If we subtract a u from each of the K weights
- (u is a vector of the same dimension of each of the w)
The outputs of softmax will be equivalent

softmax [\begin{matrix} w_{1}^{T} x \\ w_{2}^{T} x \\ ⋮ \\ w_{K}^{T} x \end{matrix}] = softmax [\begin{matrix} v_{1}^{T} x \\ v_{2}^{T} x \\ ⋮ \\ v_{K}^{T} x \end{matrix}]

v_{i} = w_{i} - u

The reason why the output is K - 1 dimension is because of normalization?

Proof

To prove this, let us denote $w^{'} = {w_{i}^{'}}_{i = 1}^{K}$ where $w^{'} = w_{i} - u$ . We have

\begin{aligned} P (y = k ∣ x; w^{'}) & = \frac{e^{{(w_{k} - u)}^{T} x}}{\sum_{i = 1}^{K} e^{{(w_{i} - u)}^{T} x}} \\ = \frac{e^{w_{k}^{T} x} e^{- u^{T} x}}{\sum_{i = 1}^{K} e^{w_{i}^{T} x} e^{- u^{T} x}} \\ = \frac{e^{w_{k}^{T} x} e^{- u^{T} x}}{(\sum_{i = 1}^{K} e^{w_{i}^{T} x}) e^{- u^{T} x}} \\ = \frac{e^{{(w_{k})}^{T} x}}{\sum_{i = 1}^{K} e^{{(w_{i})}^{T} x}} \\ = P (y = k ∣ x; w), \end{aligned}

which completes the proof.

Equivalence to Sigmoid

Once we have proved the shift-invariance, we are able to show that when K= 2, the softmax-based multi-class LR is equivalent to the sigmoid-based binary LR. In particular, the hypothesis of both LR are equivalent.

GIVEN RECORDS
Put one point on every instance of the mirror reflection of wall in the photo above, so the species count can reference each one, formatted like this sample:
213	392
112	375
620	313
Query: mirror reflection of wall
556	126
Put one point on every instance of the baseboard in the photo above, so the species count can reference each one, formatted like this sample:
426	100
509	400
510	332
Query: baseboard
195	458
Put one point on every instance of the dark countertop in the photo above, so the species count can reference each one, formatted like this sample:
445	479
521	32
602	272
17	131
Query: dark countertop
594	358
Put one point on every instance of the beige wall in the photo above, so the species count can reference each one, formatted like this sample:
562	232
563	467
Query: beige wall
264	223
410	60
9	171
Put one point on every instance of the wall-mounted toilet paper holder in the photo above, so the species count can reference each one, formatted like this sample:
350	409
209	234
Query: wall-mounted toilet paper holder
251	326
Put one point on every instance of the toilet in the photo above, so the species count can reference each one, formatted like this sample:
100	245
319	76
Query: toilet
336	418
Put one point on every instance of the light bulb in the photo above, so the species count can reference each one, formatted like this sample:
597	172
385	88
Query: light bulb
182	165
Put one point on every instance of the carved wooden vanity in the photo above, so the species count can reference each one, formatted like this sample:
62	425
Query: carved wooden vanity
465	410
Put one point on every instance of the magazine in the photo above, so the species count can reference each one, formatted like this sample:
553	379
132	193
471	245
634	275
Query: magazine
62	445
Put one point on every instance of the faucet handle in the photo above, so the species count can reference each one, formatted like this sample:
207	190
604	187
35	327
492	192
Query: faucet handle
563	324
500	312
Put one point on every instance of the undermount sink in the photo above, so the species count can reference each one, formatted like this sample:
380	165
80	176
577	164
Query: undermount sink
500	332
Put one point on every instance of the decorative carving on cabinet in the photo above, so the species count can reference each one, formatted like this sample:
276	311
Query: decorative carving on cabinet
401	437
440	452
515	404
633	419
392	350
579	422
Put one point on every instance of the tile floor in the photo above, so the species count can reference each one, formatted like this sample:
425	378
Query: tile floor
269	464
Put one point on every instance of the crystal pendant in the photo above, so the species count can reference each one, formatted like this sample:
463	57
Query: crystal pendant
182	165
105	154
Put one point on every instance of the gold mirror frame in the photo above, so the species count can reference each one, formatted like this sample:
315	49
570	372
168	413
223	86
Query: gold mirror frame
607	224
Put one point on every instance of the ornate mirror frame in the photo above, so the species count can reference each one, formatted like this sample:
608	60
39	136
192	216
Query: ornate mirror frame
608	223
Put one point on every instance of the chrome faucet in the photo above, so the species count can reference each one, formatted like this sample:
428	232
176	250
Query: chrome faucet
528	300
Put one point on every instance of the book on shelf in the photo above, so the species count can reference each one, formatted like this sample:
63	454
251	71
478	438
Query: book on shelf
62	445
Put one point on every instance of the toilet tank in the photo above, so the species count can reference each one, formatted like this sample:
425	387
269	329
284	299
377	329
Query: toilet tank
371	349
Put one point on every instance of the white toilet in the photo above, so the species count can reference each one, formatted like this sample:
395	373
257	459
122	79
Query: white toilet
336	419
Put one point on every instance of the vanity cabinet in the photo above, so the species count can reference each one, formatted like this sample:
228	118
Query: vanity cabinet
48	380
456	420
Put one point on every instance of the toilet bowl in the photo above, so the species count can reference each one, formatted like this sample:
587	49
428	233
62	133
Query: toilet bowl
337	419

PROBLEM SET
1. In the text on softmax shift-invariance, what is the softmax-based multi-class LR equivalent to when K equals 2?
2. Rewrite the text on softmax shift-invariance between "which completes the" and "LR are equivalent.", inclusive, putting "translation invariance" in place of "shift-invariance".
3. Continue the text on softmax shift-invariance from its last sentence.

THE REPLIES
1. It is equivalent to the sigmoid-based binary LR.

2.
which completes the proof.

Equivalence to Sigmoid

Once we have proved the translation invariance, we are able to show that when K= 2, the softmax-based multi-class LR is equivalent to the sigmoid-based binary LR. In particular, the hypothesis of both LR are equivalent.

3.
Proof

\begin{aligned} h_{w} (x) & = \frac{1}{e^{w_{1}^{T} x} + e^{w_{2}^{T} x}} [\begin{matrix} e^{w_{1}^{T} x} \\ e^{w_{2}^{T} x} \end{matrix}] \\ = \frac{1}{e^{{(w_{1} - w_{1})}^{T} x} + e^{{(w_{2} - w_{1})}^{T} x}} [\begin{matrix} e^{{(w_{1} - w_{1})}^{T} x} \\ e^{{(w_{2} - w_{1})}^{T} x} \end{matrix}] \\ = [\begin{array}{c} \frac{1}{1 + e^{{(w_{2} - w_{1})}^{T} x}} \\ \frac{e^{{(w_{2} - w_{1})}^{T}}}{1 + e^{{(w_{2} - w_{1})}^{T} x}} \end{array}] \\ = [\begin{array}{c} \frac{1}{1 + e^{- {\hat{w}}^{T} x}} \\ \frac{e^{- {\hat{w}}^{T} x}}{1 + e^{- {\hat{w}}^{T} x}} \end{array}] \\ = [\begin{array}{c} \frac{1}{1 + e^{- {\hat{w}}^{T} x}} \\ 1 - \frac{1}{1 + e^{- {\hat{w}}^{T} x}} \end{array}] = [\begin{array}{c} h_{\hat{w}} (x) \\ 1 - h_{\hat{w}} (x) \end{array}], \end{aligned}

where $\hat{w} = w_{i} - w_{2}$ . This completes the proof.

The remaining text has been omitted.